Texte fourni:
⁂

L’intérêt de former des équipes virtuelles est évident. Les employés peuvent gérer leur travail et leur vie personnelle avec plus de souplesse, et ils ont la possibilité d’interagir avec des collègues du monde entier. Les entreprises peuvent faire appel aux meilleurs talents mondiaux à moindre coût et réduire considérablement leurs coûts immobiliers.

Mais les équipes virtuelles sont difficiles à mettre en place. Dans leur étude fondamentale de 2001 portant sur 70 groupes de ce type, les professeurs Vijay Govindarajan et Anil Gupta ont constaté que 82 % d’entre eux n’atteignaient pas leurs objectifs et que 33 % se considéraient comme largement défaillants. Une étude réalisée par Deloitte en 2005 sur les projets informatiques confiés à des groupes de travail virtuels a révélé que 66 % d’entre eux ne répondaient pas aux exigences des clients. Et dans nos recherches, nous avons découvert que la plupart des gens considèrent que la communication virtuelle est moins productive que l’interaction en face à face, et près de la moitié admettent se sentir confus et dépassés par la technologie de collaboration.

Il y a cependant de bonnes nouvelles. Une étude menée en 2009 sur 80 équipes mondiales de logiciels par des auteurs du BCG et de la WHU-Otto Beisheim School of Management indique que les équipes dispersées bien gérées peuvent en fait surpasser celles qui partagent des bureaux. De même, un rapport d’Aon Consulting a noté que l’utilisation d’équipes virtuelles peut améliorer la productivité des employés ; certaines organisations ont constaté des gains allant jusqu’à 43 %.

Alors, comment créer et diriger une équipe virtuelle efficace ? Il existe de nombreux conseils, mais grâce à nos recherches et à notre expérience en matière d’aide aux organisations pour relever les défis de la collaboration, nous avons conclu qu’il y a quatre éléments indispensables : la bonne équipe, le bon leadership, les bons points de contact et la bonne technologie. En suivant des pratiques simples à haut rendement pour chacun d’eux, les managers peuvent maximiser la productivité des équipes qu’ils doivent diriger virtuellement.

⁂

Entrées fournies:
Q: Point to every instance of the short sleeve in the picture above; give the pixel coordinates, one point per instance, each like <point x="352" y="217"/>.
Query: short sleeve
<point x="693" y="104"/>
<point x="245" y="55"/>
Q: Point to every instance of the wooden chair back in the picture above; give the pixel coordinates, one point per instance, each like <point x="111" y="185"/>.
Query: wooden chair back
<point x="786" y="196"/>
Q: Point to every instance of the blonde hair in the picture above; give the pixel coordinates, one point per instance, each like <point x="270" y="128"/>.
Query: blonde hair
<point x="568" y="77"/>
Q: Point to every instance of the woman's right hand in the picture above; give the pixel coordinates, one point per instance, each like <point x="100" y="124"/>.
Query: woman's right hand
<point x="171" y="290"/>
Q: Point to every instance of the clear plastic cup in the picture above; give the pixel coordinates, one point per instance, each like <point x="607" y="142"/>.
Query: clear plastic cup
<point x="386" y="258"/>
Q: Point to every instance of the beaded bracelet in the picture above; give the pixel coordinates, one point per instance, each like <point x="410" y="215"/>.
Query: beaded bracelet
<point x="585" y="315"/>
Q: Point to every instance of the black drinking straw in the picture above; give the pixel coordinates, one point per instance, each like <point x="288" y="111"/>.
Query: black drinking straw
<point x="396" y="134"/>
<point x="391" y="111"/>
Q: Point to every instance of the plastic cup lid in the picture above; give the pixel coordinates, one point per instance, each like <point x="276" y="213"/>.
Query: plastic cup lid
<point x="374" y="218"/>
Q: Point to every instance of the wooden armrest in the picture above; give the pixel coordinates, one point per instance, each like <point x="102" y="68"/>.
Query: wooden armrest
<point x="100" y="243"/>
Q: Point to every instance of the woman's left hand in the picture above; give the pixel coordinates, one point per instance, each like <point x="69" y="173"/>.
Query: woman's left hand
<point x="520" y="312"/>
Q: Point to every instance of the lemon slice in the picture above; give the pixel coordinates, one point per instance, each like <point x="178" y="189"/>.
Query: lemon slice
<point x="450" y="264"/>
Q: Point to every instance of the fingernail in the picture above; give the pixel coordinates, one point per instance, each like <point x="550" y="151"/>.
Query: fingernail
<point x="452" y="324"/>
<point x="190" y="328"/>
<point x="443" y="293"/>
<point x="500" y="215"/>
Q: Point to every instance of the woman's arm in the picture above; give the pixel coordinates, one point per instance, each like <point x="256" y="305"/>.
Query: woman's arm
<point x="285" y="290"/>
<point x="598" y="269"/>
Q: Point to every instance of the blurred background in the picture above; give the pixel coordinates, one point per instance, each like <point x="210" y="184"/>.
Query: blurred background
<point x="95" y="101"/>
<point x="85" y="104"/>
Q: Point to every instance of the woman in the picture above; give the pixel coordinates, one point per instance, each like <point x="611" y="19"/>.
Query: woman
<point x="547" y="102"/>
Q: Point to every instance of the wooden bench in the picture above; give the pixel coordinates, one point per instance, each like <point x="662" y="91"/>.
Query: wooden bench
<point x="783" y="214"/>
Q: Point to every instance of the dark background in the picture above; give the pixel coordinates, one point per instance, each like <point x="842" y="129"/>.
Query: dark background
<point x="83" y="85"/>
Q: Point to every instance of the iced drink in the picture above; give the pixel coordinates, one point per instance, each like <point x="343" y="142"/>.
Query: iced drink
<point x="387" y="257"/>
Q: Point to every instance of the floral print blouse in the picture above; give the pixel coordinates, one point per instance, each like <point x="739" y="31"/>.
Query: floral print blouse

⁂

Énoncé 1:
Extrayez des entrées, sans rien modifier, les lignes qui vont de celle contenant « Q: Point to every instance of the iced » jusqu'à la dernière ligne des entrées, ces deux lignes comprises.
Énoncé 2:
Rédigez la suite du texte sur les équipes virtuelles, en reprenant juste après sa dernière phrase.

Réponse 1:
Q: Point to every instance of the iced drink in the picture above; give the pixel coordinates, one point per instance, each like <point x="343" y="142"/>.
Query: iced drink
<point x="387" y="257"/>
Q: Point to every instance of the floral print blouse in the picture above; give the pixel coordinates, one point per instance, each like <point x="739" y="31"/>.
Query: floral print blouse

Réponse 2:
La bonne équipe

La composition de l’équipe devrait être votre point de départ. Vous n’arriverez à rien sans embaucher (ou développer) des personnes adaptées au travail en équipe virtuelle, les placer dans des groupes de la bonne taille et répartir le travail de manière appropriée.

Les personnes.

Nous avons constaté que les joueurs d’équipes virtuelles qui réussissent ont tous quelques points en commun : de bonnes compétences en communication, une intelligence émotionnelle élevée, une capacité à travailler de manière indépendante et la résilience nécessaire pour se remettre des accrocs qui surviennent inévitablement. La conscience et la sensibilité à l’égard des autres cultures sont également importantes dans les groupes mondiaux. Lors de la constitution d’une équipe, les dirigeants doivent mener des entretiens comportementaux et des tests de personnalité tels que le test Myers-Briggs pour détecter toutes ces qualités. Si vous héritez d’une équipe, utilisez les mêmes outils pour faire le point sur vos collaborateurs et évaluer leurs faiblesses ; puis formez-les aux compétences qui leur font défaut, encouragez-les à se coacher mutuellement et envisagez une réaffectation pour ceux qui ne progressent pas.

Taille.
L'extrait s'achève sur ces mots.